Segment Start: TEXT PROVIDED

At Monday, November 23, 2009 8:34:00 PM, Blogger Maurice Bernstein, M.D. said...

PT, you raise an interesting point. Those registry nurses are probably unfamiliar with the hospital protocols and the physicians attending their assigned patients. The physicians likewise are unfamiliar with the nurses and this combination can lead to physician dissatisfaction and probably it would be easy for an upset physician to bellow at one of these nurses rather than a permanent employee. ..Maurice.

 
At Tuesday, November 24, 2009 8:37:00 AM, Anonymous Anonymous said...

Bellow may be a strong word perhaps
to describe the communication from
physician to nurse. I don't think
it reaches that level. I believe
its the reluctance on nursing to
do their job.
Everyone in healthcare knows how
lazy nurses are and thats no secret
even among nursing. Its all part of
the eat their young mentality. Its
about more control than anything
and often at the expense of the patient.
Here is my example that I once
saw. Young pediatric patient presents to trauma for an mva. The
protocol for pediatric traumas at this facility is pediatric nursing
from the floor responds to all
pediatric trauma cases rather than
trauma nurses.
Pediatric nurses respond and
stand around patient in a cirle
and not allowing any one in the trauma to see and evalute patient.
Even the attending and 3rd year
trauma resident made a point of
complaining. Not sure how that all
played out eventually. All the
pediatric nurses were female and
trauma surgeon and resident were
male.

Segment End: TEXT PROVIDED

AIM OF THE EXERCISE
According to the blog comments, who responds to all pediatric trauma cases under the protocol at the facility described? The items that come next have no connection to the blog comments.

Segment Start: DATASET

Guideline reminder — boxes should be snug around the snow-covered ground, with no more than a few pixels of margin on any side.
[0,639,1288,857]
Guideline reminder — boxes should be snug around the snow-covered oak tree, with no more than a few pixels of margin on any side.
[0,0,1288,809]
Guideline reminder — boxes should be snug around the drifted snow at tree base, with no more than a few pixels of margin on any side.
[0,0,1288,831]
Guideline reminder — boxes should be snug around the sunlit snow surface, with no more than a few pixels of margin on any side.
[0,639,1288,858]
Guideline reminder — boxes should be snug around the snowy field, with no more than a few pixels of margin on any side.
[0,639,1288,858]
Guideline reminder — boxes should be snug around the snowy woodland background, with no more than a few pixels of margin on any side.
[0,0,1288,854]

Segment End: DATASET

COMPLETED TASK
Pediatric nurses from the floor, rather than trauma nurses.